Problem details » Quote each of the entries below word for word, leaving out the pictures.

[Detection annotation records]
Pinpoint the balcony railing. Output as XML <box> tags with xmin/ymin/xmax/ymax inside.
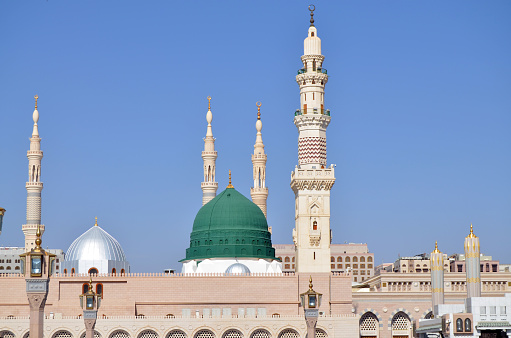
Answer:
<box><xmin>298</xmin><ymin>68</ymin><xmax>328</xmax><ymax>75</ymax></box>
<box><xmin>295</xmin><ymin>108</ymin><xmax>330</xmax><ymax>116</ymax></box>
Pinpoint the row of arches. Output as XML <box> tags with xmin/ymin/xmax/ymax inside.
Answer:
<box><xmin>9</xmin><ymin>328</ymin><xmax>328</xmax><ymax>338</ymax></box>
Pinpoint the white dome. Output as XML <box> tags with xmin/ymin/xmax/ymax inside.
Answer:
<box><xmin>66</xmin><ymin>225</ymin><xmax>126</xmax><ymax>262</ymax></box>
<box><xmin>225</xmin><ymin>263</ymin><xmax>250</xmax><ymax>275</ymax></box>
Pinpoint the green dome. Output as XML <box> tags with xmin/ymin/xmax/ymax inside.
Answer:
<box><xmin>181</xmin><ymin>187</ymin><xmax>275</xmax><ymax>261</ymax></box>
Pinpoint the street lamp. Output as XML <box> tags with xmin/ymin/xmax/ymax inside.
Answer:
<box><xmin>0</xmin><ymin>208</ymin><xmax>5</xmax><ymax>234</ymax></box>
<box><xmin>80</xmin><ymin>275</ymin><xmax>101</xmax><ymax>338</ymax></box>
<box><xmin>20</xmin><ymin>225</ymin><xmax>55</xmax><ymax>338</ymax></box>
<box><xmin>300</xmin><ymin>276</ymin><xmax>323</xmax><ymax>338</ymax></box>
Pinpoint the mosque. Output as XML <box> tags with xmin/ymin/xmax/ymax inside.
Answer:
<box><xmin>0</xmin><ymin>5</ymin><xmax>511</xmax><ymax>338</ymax></box>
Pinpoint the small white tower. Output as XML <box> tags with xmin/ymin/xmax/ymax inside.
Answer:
<box><xmin>201</xmin><ymin>96</ymin><xmax>218</xmax><ymax>205</ymax></box>
<box><xmin>22</xmin><ymin>95</ymin><xmax>44</xmax><ymax>251</ymax></box>
<box><xmin>291</xmin><ymin>5</ymin><xmax>335</xmax><ymax>272</ymax></box>
<box><xmin>250</xmin><ymin>102</ymin><xmax>271</xmax><ymax>219</ymax></box>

Result »
Pinpoint the balcony railing. Output as XML <box> tags with xmin/ymin/xmax/ymax inside.
Answer:
<box><xmin>298</xmin><ymin>68</ymin><xmax>328</xmax><ymax>75</ymax></box>
<box><xmin>295</xmin><ymin>108</ymin><xmax>330</xmax><ymax>116</ymax></box>
Pinpoint the row of arches. Output as XML <box> tags with xmin/ymin/xmax/ymax inside.
Answer:
<box><xmin>9</xmin><ymin>328</ymin><xmax>328</xmax><ymax>338</ymax></box>
Pinpoint the white dome. Output as XML <box> tags with xmin/ymin/xmax/ymax inside.
Answer:
<box><xmin>66</xmin><ymin>225</ymin><xmax>126</xmax><ymax>262</ymax></box>
<box><xmin>225</xmin><ymin>263</ymin><xmax>250</xmax><ymax>275</ymax></box>
Pinpoint the green dome. Output as XML <box> tags with xmin/ymin/xmax/ymax inside.
Answer:
<box><xmin>181</xmin><ymin>187</ymin><xmax>275</xmax><ymax>261</ymax></box>
Pinpoint the street lamp. Output as XML <box> tags with xmin/ymin/xmax/ymax inside.
Answer:
<box><xmin>0</xmin><ymin>208</ymin><xmax>5</xmax><ymax>234</ymax></box>
<box><xmin>80</xmin><ymin>275</ymin><xmax>101</xmax><ymax>338</ymax></box>
<box><xmin>20</xmin><ymin>225</ymin><xmax>55</xmax><ymax>338</ymax></box>
<box><xmin>300</xmin><ymin>276</ymin><xmax>323</xmax><ymax>338</ymax></box>
Pinpoint the mosque. Output as XML <box> tags with xmin/ymin/xmax/ymax inside.
Answer:
<box><xmin>0</xmin><ymin>5</ymin><xmax>511</xmax><ymax>338</ymax></box>
Pinpoint the small white tower. Output as XML <box> tags with xmin/ymin/xmax/ymax inside.
Answer:
<box><xmin>201</xmin><ymin>96</ymin><xmax>218</xmax><ymax>205</ymax></box>
<box><xmin>22</xmin><ymin>95</ymin><xmax>44</xmax><ymax>251</ymax></box>
<box><xmin>291</xmin><ymin>5</ymin><xmax>335</xmax><ymax>272</ymax></box>
<box><xmin>250</xmin><ymin>102</ymin><xmax>271</xmax><ymax>219</ymax></box>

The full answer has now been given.